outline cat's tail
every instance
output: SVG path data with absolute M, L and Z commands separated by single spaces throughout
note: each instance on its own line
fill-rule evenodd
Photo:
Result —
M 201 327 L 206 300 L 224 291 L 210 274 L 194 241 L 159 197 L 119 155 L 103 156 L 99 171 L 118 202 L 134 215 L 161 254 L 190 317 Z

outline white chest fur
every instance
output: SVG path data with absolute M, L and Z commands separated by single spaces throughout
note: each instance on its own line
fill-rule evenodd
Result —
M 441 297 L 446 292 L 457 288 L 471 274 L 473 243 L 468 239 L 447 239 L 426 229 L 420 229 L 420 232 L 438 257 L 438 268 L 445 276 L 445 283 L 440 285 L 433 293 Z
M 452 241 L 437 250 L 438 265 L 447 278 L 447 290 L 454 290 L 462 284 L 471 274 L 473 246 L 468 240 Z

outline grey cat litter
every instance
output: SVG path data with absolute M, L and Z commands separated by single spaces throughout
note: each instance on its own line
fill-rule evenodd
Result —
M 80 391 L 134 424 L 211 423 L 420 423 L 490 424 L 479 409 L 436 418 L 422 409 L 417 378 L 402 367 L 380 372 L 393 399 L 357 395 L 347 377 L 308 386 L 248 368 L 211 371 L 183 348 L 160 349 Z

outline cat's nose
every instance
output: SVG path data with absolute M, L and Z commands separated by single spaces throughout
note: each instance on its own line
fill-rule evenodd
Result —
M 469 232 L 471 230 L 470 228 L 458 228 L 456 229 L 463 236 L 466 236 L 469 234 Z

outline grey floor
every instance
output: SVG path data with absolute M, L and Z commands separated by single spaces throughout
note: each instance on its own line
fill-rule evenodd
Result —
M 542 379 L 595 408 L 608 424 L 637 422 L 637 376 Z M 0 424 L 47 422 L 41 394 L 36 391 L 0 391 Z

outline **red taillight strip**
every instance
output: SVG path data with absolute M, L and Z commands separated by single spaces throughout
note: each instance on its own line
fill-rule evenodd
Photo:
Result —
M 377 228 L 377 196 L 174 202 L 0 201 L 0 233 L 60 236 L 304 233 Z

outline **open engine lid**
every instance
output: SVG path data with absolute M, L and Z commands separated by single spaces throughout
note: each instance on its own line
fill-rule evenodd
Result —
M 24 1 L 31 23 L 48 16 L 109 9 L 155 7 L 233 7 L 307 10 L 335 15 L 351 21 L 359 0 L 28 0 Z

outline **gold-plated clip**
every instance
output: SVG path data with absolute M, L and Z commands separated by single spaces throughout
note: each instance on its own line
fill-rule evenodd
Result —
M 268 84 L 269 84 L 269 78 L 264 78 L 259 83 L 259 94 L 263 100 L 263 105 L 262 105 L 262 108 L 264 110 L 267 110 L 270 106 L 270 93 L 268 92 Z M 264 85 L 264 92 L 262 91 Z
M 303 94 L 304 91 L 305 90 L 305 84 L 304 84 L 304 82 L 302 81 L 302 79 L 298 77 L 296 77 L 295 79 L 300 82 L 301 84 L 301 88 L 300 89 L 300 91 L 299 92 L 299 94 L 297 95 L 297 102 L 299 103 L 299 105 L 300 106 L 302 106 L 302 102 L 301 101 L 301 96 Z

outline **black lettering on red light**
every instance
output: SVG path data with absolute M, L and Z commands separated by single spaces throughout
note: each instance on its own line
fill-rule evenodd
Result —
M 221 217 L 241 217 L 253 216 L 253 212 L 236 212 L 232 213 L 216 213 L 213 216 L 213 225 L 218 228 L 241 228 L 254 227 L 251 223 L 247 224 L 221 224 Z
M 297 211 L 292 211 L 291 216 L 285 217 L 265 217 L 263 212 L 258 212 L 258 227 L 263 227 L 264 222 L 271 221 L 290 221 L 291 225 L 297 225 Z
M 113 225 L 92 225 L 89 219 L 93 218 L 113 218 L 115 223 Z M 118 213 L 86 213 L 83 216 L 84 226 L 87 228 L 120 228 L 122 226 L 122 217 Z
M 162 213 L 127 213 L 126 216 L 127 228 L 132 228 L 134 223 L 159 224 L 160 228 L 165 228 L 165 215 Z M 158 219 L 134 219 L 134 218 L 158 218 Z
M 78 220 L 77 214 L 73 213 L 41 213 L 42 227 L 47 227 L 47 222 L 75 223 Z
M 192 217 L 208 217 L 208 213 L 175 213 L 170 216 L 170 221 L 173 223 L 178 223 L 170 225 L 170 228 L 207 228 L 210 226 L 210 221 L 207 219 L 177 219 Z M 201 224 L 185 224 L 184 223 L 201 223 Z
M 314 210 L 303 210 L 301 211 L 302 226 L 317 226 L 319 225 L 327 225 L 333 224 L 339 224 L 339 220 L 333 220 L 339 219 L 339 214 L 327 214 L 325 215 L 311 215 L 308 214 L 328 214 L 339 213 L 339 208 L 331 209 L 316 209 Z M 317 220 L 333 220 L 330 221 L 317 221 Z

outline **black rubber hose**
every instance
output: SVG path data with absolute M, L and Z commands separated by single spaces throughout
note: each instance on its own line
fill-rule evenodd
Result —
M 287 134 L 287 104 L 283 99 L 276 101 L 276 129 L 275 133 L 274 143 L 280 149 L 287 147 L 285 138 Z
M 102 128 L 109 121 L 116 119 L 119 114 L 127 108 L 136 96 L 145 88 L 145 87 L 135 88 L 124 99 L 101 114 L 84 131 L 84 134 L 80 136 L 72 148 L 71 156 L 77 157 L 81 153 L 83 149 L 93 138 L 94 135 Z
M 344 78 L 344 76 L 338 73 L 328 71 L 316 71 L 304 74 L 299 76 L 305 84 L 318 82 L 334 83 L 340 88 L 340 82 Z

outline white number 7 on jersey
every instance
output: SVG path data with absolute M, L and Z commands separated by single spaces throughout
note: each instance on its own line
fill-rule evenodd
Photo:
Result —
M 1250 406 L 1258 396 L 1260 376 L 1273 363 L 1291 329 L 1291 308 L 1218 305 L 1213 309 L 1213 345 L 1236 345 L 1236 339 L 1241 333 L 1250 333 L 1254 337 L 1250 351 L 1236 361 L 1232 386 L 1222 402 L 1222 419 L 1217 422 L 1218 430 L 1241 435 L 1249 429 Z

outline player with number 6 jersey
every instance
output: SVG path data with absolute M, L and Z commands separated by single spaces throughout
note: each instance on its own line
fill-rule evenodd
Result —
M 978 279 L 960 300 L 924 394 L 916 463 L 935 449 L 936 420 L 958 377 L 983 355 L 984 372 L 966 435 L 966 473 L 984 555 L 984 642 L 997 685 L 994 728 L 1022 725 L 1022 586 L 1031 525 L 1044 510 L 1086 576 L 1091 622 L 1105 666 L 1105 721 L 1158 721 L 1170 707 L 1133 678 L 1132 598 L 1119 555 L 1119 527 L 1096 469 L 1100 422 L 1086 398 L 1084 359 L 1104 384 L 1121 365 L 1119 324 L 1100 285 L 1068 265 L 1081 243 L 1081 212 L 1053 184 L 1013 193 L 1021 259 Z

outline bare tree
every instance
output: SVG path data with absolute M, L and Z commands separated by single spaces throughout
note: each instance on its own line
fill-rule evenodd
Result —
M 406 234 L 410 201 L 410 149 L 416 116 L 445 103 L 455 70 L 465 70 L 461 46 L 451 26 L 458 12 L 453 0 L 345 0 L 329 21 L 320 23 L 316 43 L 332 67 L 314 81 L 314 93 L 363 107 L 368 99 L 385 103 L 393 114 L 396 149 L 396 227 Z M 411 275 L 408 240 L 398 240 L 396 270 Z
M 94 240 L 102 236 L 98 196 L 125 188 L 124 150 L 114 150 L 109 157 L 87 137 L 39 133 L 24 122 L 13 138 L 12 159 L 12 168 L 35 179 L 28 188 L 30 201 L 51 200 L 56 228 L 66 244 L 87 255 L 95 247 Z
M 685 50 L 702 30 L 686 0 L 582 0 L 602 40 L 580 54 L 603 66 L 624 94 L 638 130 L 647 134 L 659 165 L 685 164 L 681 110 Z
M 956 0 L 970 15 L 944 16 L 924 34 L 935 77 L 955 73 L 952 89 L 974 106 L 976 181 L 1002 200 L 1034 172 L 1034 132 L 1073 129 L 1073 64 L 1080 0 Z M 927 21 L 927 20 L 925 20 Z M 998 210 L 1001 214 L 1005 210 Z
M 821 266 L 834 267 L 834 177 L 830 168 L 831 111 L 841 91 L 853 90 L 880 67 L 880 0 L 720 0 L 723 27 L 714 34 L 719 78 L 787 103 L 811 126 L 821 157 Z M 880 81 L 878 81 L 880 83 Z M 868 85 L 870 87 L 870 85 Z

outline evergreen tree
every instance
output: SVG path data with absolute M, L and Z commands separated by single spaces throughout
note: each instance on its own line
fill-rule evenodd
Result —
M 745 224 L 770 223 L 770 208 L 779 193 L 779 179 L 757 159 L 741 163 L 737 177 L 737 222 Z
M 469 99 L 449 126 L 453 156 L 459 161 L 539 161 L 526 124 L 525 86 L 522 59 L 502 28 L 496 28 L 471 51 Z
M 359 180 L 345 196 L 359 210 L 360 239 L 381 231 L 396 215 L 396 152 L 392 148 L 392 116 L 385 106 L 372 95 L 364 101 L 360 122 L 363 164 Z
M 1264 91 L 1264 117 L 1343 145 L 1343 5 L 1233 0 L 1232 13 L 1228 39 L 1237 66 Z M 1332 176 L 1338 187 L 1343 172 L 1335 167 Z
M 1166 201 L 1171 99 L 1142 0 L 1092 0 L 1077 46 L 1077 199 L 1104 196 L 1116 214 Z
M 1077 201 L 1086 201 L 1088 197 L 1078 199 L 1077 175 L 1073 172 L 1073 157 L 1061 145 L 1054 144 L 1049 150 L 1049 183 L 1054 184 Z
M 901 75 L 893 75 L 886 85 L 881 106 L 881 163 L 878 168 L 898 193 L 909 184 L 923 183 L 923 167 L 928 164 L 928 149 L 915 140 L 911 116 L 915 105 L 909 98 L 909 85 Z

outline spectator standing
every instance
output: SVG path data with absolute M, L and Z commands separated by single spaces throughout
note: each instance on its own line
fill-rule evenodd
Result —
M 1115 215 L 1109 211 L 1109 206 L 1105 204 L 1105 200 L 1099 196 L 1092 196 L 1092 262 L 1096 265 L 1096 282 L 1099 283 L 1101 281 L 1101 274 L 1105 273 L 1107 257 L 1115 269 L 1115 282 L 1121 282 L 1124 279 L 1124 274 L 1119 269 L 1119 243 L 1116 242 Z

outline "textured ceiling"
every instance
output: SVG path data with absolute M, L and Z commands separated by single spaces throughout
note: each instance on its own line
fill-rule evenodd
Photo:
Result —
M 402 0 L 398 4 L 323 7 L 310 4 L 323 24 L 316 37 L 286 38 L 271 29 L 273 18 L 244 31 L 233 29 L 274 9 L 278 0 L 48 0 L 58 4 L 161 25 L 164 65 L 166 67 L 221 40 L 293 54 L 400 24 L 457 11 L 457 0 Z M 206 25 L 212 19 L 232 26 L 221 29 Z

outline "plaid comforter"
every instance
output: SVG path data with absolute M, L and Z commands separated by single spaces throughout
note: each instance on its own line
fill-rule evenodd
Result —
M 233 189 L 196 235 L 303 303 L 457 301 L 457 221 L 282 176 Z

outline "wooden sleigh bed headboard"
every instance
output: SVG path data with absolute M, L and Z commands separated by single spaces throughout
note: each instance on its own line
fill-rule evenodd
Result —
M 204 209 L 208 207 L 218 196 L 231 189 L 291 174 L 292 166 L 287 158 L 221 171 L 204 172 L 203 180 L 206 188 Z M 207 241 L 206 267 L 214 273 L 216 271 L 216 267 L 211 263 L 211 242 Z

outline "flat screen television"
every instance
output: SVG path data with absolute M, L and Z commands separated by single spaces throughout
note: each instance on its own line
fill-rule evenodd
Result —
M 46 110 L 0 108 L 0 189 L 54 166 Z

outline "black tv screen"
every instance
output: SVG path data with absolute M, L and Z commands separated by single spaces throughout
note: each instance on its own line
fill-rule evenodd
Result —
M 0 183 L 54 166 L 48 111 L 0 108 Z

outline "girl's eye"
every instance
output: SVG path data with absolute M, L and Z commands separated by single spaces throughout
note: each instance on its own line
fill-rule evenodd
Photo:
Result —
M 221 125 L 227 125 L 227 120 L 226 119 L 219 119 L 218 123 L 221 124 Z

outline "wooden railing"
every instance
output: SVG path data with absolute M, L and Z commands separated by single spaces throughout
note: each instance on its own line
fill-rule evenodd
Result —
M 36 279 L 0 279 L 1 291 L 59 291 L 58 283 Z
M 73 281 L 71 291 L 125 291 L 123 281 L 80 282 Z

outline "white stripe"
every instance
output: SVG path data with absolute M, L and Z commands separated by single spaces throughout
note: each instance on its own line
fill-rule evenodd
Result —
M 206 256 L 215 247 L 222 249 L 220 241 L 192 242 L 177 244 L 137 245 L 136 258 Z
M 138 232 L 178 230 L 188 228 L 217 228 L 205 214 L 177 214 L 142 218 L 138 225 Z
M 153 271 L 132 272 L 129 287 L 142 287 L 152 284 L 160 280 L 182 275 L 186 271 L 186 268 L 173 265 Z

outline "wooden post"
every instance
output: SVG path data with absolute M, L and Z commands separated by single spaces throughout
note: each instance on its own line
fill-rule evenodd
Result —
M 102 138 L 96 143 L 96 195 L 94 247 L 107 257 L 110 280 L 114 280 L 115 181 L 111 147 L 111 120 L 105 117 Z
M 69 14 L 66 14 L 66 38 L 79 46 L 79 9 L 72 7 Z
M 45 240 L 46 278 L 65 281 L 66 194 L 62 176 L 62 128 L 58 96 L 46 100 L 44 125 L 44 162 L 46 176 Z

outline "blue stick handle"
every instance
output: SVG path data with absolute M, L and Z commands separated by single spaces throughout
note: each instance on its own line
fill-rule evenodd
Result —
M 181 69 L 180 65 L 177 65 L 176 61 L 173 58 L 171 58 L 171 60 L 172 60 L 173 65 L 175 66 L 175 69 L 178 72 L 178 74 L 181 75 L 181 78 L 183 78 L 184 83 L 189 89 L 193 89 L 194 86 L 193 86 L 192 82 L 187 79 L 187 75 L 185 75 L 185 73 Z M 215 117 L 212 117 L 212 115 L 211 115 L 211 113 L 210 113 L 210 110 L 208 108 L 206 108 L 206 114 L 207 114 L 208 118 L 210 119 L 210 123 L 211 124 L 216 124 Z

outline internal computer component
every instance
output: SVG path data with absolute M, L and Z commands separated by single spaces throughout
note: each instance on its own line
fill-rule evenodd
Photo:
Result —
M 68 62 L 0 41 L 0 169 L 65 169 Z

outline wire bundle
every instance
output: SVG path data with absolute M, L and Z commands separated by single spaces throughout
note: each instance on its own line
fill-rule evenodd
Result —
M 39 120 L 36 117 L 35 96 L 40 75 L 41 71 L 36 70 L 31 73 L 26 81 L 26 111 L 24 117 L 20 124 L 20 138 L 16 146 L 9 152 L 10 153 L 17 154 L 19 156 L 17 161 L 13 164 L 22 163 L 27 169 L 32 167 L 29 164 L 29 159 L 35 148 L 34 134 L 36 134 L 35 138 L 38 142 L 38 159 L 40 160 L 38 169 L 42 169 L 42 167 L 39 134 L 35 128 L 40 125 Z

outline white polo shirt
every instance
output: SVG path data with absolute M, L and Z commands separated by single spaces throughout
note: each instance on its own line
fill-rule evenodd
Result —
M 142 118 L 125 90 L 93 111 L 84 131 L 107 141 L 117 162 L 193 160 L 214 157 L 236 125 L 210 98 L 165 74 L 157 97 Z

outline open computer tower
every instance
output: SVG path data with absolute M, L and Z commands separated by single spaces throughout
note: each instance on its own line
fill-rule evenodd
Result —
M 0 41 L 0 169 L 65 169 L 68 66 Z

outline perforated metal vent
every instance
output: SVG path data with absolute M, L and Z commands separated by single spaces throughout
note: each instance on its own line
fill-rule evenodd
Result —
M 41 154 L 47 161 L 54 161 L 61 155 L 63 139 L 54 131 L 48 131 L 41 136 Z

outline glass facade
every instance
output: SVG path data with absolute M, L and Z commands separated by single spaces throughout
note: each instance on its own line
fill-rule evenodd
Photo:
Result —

•••

> _Brief_: Can you copy out every line, starting at the beginning of the items and ending with the line that contains "M 201 327 L", both included, with each outline coordinate in the answers scaled by 1.5 and rounded to a whole number, halves going up? Leave all other lines, the instructions among them, unchanged.

> _Answer in full_:
outline cat's tail
every instance
output: SVG path data with absolute M, L and Z commands separated by single spaces throughout
note: each instance on its own line
fill-rule evenodd
Photo:
Result —
M 302 491 L 309 450 L 336 437 L 315 411 L 291 362 L 239 296 L 179 233 L 155 234 L 149 257 L 177 303 L 201 323 L 242 381 L 285 476 Z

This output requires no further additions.